**AIM OF THE TASK:**
Please set down word for word every line from the one holding "Spot the distant" to the end of the data below, both included.

**DATA SUPPLIED:**
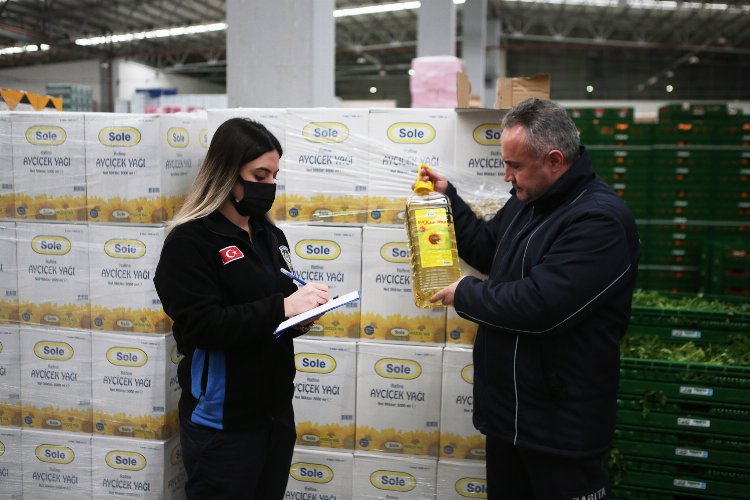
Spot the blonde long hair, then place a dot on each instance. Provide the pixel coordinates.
(236, 142)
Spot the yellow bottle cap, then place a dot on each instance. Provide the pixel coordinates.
(422, 187)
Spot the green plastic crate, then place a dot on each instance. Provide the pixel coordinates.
(688, 382)
(642, 445)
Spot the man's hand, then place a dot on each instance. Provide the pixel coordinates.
(446, 295)
(439, 181)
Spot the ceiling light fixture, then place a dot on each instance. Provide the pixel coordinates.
(20, 49)
(145, 35)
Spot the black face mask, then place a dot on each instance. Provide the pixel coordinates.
(258, 198)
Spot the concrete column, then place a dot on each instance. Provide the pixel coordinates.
(475, 45)
(436, 28)
(280, 53)
(496, 61)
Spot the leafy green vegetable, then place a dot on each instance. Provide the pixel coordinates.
(734, 353)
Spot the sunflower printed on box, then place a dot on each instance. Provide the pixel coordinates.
(398, 398)
(388, 310)
(135, 389)
(324, 393)
(330, 255)
(53, 275)
(56, 379)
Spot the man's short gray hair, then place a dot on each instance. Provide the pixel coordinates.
(548, 126)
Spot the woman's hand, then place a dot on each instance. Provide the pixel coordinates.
(309, 296)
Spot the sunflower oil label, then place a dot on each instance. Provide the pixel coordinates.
(136, 468)
(11, 475)
(8, 273)
(181, 154)
(49, 171)
(56, 379)
(398, 399)
(123, 260)
(330, 255)
(10, 376)
(125, 177)
(274, 119)
(458, 437)
(53, 275)
(388, 310)
(327, 162)
(7, 196)
(401, 140)
(56, 465)
(320, 475)
(479, 175)
(433, 237)
(378, 476)
(324, 392)
(458, 479)
(135, 389)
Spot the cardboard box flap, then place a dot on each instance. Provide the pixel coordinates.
(513, 90)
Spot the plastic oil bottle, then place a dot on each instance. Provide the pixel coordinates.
(432, 241)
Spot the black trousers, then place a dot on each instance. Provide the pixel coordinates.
(248, 465)
(519, 474)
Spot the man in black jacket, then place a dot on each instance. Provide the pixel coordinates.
(561, 257)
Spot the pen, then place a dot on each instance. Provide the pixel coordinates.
(287, 273)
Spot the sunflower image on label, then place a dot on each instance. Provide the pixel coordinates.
(433, 237)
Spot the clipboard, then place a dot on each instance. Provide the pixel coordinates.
(339, 301)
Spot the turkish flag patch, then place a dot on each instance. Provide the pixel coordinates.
(229, 254)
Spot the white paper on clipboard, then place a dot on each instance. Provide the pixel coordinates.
(339, 301)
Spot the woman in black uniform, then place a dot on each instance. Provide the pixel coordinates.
(218, 279)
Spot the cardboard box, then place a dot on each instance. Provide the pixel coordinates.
(513, 90)
(7, 197)
(479, 174)
(330, 255)
(53, 275)
(125, 178)
(458, 480)
(8, 273)
(123, 260)
(56, 465)
(56, 379)
(10, 376)
(324, 393)
(320, 475)
(458, 437)
(327, 163)
(378, 476)
(11, 473)
(135, 388)
(136, 468)
(401, 140)
(398, 399)
(49, 171)
(388, 310)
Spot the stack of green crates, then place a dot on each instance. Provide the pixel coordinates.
(683, 427)
(725, 268)
(686, 180)
(75, 97)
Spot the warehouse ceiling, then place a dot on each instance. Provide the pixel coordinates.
(377, 45)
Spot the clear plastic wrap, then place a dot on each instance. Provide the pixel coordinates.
(84, 270)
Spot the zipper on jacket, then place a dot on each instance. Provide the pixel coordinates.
(515, 391)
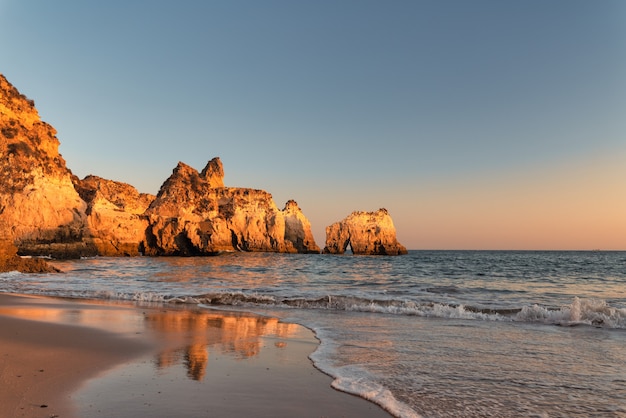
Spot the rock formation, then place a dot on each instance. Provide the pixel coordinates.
(194, 214)
(114, 225)
(368, 233)
(10, 261)
(38, 202)
(46, 210)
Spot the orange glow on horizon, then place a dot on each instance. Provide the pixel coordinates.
(573, 207)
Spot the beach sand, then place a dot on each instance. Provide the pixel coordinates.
(65, 358)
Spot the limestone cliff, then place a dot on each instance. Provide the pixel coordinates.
(193, 214)
(367, 233)
(115, 225)
(38, 202)
(46, 210)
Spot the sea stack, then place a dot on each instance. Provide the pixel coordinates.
(367, 233)
(194, 214)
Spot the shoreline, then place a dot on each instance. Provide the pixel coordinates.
(73, 358)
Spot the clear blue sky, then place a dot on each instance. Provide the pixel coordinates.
(477, 124)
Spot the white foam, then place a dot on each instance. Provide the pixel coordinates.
(594, 312)
(357, 381)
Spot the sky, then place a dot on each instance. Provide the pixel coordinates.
(477, 124)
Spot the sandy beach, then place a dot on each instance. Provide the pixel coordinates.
(66, 358)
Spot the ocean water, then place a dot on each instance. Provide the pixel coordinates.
(432, 333)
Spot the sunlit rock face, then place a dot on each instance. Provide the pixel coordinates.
(46, 210)
(115, 224)
(193, 214)
(367, 233)
(38, 203)
(10, 261)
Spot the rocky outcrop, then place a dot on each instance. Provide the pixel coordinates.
(193, 214)
(115, 225)
(10, 261)
(367, 233)
(38, 202)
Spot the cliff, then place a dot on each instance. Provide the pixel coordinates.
(367, 233)
(114, 224)
(194, 214)
(46, 210)
(38, 203)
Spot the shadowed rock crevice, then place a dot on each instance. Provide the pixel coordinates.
(367, 233)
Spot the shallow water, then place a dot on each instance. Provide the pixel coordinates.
(433, 333)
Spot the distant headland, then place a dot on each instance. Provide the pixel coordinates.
(45, 210)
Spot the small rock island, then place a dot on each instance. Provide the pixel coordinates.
(367, 233)
(45, 210)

**WRITTEN ANSWER:**
Spot the distant headland, then place a dot on each instance. Provide the pixel coordinates.
(45, 210)
Spot the small rock island, then place a dot on each instance. Provide the pixel coordinates.
(367, 233)
(45, 210)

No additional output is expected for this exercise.